Selected text =>
• • • • •
While these questions are poorly understood and empirically understudied (Brand Correa and Steinberger, 2017, Lamb and Steinberger, 2017, O’Neill et al., 2018, Roberts et al., 2020), the corner pieces of the research puzzle are largely in place. We roughly know the maximum level of final energy use (~27 GJ/cap) that can be globally rendered ecologically ‘sustainable’ (compatible with avoiding 1.5 °C of global warming without relying on negative emissions technologies) with deep transformations of energy systems (Grubler et al., 2018, IPCC, 2018). We understand what defines and characterises human needs, and what levels of which goods, services and conditions generally satisfy these needs (Doyal and Gough, 1991, Max-Neef, 1991, Millward-Hopkins et al., 2020, Rao and Min, 2018a).
• • • • •
Raw records =>
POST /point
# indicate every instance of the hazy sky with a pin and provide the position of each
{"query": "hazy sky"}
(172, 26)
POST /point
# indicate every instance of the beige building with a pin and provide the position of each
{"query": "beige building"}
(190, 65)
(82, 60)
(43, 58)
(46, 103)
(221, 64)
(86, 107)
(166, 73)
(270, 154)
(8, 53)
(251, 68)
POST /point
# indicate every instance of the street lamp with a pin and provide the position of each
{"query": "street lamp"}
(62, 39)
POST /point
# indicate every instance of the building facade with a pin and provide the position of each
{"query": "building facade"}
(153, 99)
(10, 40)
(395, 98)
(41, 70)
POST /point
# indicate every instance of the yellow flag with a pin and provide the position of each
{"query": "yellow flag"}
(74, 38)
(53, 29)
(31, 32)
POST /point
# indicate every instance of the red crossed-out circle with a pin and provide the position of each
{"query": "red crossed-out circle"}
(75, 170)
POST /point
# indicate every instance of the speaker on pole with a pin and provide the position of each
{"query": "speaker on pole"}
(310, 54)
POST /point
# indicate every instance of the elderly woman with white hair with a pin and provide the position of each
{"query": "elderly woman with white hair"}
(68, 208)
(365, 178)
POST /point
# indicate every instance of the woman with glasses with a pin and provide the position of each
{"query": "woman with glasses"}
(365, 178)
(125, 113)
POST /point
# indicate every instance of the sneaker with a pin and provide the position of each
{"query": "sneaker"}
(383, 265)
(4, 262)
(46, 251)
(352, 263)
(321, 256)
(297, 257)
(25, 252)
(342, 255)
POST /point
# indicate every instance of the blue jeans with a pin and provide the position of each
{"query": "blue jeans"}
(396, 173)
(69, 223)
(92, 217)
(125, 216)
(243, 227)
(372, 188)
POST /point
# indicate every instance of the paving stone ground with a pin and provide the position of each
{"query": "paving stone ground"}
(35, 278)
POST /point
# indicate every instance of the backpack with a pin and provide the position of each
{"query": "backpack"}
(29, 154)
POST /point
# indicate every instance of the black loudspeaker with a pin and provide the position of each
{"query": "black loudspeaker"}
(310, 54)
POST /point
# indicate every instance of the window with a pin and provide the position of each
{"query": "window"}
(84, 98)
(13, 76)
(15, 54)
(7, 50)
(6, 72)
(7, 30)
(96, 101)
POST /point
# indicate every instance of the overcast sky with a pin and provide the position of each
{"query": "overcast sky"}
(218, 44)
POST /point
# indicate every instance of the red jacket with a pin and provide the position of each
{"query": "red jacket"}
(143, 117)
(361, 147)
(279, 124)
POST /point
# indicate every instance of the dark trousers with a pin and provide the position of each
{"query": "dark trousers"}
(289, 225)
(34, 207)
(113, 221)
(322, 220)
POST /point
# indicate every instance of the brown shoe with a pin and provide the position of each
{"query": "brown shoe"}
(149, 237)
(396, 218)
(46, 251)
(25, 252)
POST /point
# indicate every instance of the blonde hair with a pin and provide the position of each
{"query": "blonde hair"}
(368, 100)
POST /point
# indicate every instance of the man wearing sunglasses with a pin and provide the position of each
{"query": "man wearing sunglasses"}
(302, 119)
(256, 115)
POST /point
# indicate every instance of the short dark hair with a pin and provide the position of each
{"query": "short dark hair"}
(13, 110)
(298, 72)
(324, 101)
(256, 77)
• • • • •
Challenge 1 => Translate this sentence from the passage on energy use and human needs into Spanish: "We understand what defines and characterises human needs, and what levels of which goods, services and conditions generally satisfy these needs (Doyal and Gough, 1991, Max-Neef, 1991, Millward-Hopkins et al., 2020, Rao and Min, 2018a)."
Challenge 2 => The passage on energy use and human needs says that "the corner pieces of the research puzzle are largely in place." Using the passage, explain in one to three sentences what supports that claim.
Challenge 3 => Write the next part of the passage on energy use and human needs, picking up after its final sentence.

Task response 1 => Entendemos qué define y caracteriza las necesidades humanas, y qué niveles de qué bienes, servicios y condiciones satisfacen generalmente estas necesidades (Doyal y Gough, 1991, Max-Neef, 1991, Millward-Hopkins et al., 2020, Rao y Min, 2018a).

Task response 2 => Researchers roughly know the maximum level of final energy use, about 27 GJ per capita, that can be made globally sustainable through deep transformations of energy systems. They also understand what defines human needs and what levels of goods, services and conditions generally satisfy them.

Task response 3 =>
We also know the basic characteristics of the cross-country relationship between energy use and a wide range of needs satisfaction indicators, including life expectancy, mortality, nourishment, education, and access to sanitation and drinking water (Burke, 2020, Lambert et al., 2014, Mazur and Rosa, 1974, Rao et al., 2014, Steinberger and Roberts, 2010). While at low levels of energy use, these need satisfaction indicators strongly improve with increasing energy use, they generally saturate at internationally moderate levels of energy use (ibid.). Beyond that saturation level, need satisfaction improvements with additional energy use quickly diminish, reflecting the satiability of needs (Doyal and Gough, 1991).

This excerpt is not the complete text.